Task directions> Reproduction without pictures: print every entry precisely as written.

Exercise inputs>
━━━━
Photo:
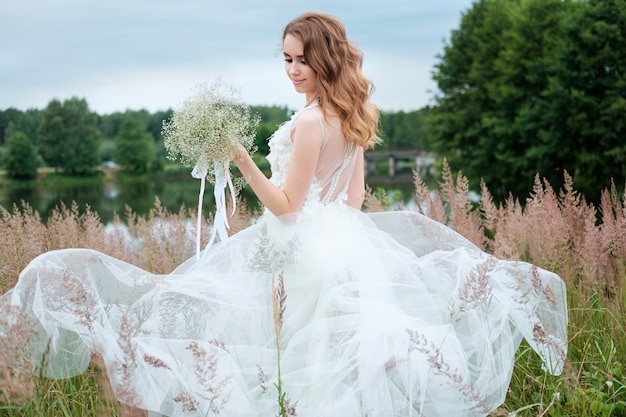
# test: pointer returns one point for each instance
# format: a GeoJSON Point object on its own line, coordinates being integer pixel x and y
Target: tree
{"type": "Point", "coordinates": [68, 137]}
{"type": "Point", "coordinates": [21, 158]}
{"type": "Point", "coordinates": [10, 115]}
{"type": "Point", "coordinates": [534, 87]}
{"type": "Point", "coordinates": [134, 147]}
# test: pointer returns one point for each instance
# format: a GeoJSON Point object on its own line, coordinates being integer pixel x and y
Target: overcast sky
{"type": "Point", "coordinates": [149, 54]}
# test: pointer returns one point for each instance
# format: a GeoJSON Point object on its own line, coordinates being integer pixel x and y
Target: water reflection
{"type": "Point", "coordinates": [109, 198]}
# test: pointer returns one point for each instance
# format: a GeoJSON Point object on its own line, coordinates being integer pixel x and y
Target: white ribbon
{"type": "Point", "coordinates": [220, 221]}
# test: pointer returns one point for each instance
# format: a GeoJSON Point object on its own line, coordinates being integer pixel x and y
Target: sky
{"type": "Point", "coordinates": [150, 54]}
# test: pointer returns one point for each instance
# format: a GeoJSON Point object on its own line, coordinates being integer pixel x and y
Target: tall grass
{"type": "Point", "coordinates": [556, 230]}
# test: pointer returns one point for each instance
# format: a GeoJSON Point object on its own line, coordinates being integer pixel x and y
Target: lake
{"type": "Point", "coordinates": [110, 197]}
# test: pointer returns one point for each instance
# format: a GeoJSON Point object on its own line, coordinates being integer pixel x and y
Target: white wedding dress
{"type": "Point", "coordinates": [379, 314]}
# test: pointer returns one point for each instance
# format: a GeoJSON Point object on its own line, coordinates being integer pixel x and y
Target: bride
{"type": "Point", "coordinates": [318, 309]}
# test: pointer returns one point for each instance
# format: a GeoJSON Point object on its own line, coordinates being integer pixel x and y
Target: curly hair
{"type": "Point", "coordinates": [337, 63]}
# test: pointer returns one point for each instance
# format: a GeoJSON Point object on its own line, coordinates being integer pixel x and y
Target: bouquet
{"type": "Point", "coordinates": [204, 133]}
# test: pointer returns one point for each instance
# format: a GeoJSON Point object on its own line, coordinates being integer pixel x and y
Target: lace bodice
{"type": "Point", "coordinates": [335, 166]}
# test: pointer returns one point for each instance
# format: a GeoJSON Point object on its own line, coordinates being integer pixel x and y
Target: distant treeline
{"type": "Point", "coordinates": [525, 88]}
{"type": "Point", "coordinates": [71, 138]}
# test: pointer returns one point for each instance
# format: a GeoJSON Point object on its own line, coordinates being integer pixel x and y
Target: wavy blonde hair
{"type": "Point", "coordinates": [337, 62]}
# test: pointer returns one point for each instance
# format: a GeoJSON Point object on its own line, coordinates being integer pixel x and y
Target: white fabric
{"type": "Point", "coordinates": [386, 314]}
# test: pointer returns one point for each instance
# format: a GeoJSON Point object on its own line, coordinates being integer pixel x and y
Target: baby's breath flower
━━━━
Written response>
Photo:
# test: pointer returns one point for each instance
# format: a GeoJSON Point object on its own line, coordinates being integer pixel x and y
Target: tree
{"type": "Point", "coordinates": [68, 137]}
{"type": "Point", "coordinates": [21, 158]}
{"type": "Point", "coordinates": [10, 115]}
{"type": "Point", "coordinates": [534, 87]}
{"type": "Point", "coordinates": [134, 147]}
# test: pointer returns one point for each instance
# format: a GeoJSON Point object on its own line, coordinates being integer pixel x and y
Target: overcast sky
{"type": "Point", "coordinates": [149, 54]}
# test: pointer returns one point for each instance
# format: a GeoJSON Point object on its own line, coordinates being integer pixel x and y
Target: water reflection
{"type": "Point", "coordinates": [109, 198]}
# test: pointer returns one point for each instance
# format: a GeoJSON Point object on its own line, coordinates being integer pixel x and y
Target: white ribbon
{"type": "Point", "coordinates": [220, 221]}
# test: pointer returns one point for each instance
# format: a GeoJSON Point object on its own line, coordinates being integer pixel x and y
Target: sky
{"type": "Point", "coordinates": [150, 54]}
# test: pointer returns one point for each instance
# format: a GeoJSON Point object on its own line, coordinates being integer pixel x and y
Target: tall grass
{"type": "Point", "coordinates": [556, 230]}
# test: pointer returns one point for each instance
# format: a GeoJSON Point object on its own line, coordinates being integer pixel x and y
Target: lake
{"type": "Point", "coordinates": [110, 197]}
# test: pointer returns one point for each instance
# format: a GeoJSON Point object on its own line, coordinates being integer pixel x and y
Target: white wedding dress
{"type": "Point", "coordinates": [379, 314]}
# test: pointer returns one point for each instance
# format: a GeoJSON Point object on its own line, coordinates being integer pixel x and y
Target: bride
{"type": "Point", "coordinates": [318, 309]}
# test: pointer returns one point for each instance
# format: a GeoJSON Point object on its own line, coordinates being integer pixel x and y
Target: curly hair
{"type": "Point", "coordinates": [337, 63]}
# test: pointer returns one point for each instance
# format: a GeoJSON Point object on its own line, coordinates being integer pixel x and y
Target: bouquet
{"type": "Point", "coordinates": [204, 133]}
# test: pointer returns one point for each instance
# format: a GeoJSON Point object on its own line, coordinates being integer pixel x and y
Target: lace bodice
{"type": "Point", "coordinates": [335, 166]}
# test: pointer returns one point for each instance
# format: a GeoJSON Point object on its own line, coordinates being integer pixel x and y
Target: distant treeline
{"type": "Point", "coordinates": [525, 88]}
{"type": "Point", "coordinates": [71, 138]}
# test: pointer returns one point for each instance
# format: a GeoJSON Point object on its own line, coordinates being integer pixel x and y
Target: wavy blonde hair
{"type": "Point", "coordinates": [337, 62]}
# test: pointer returns one point for each instance
# format: a GeoJSON Point object on its own line, coordinates being integer pixel x and y
Target: white fabric
{"type": "Point", "coordinates": [386, 314]}
# test: pointer returns one point for each instance
# format: a GeoJSON Point object on its own line, coordinates being integer pixel x and y
Target: baby's breath flower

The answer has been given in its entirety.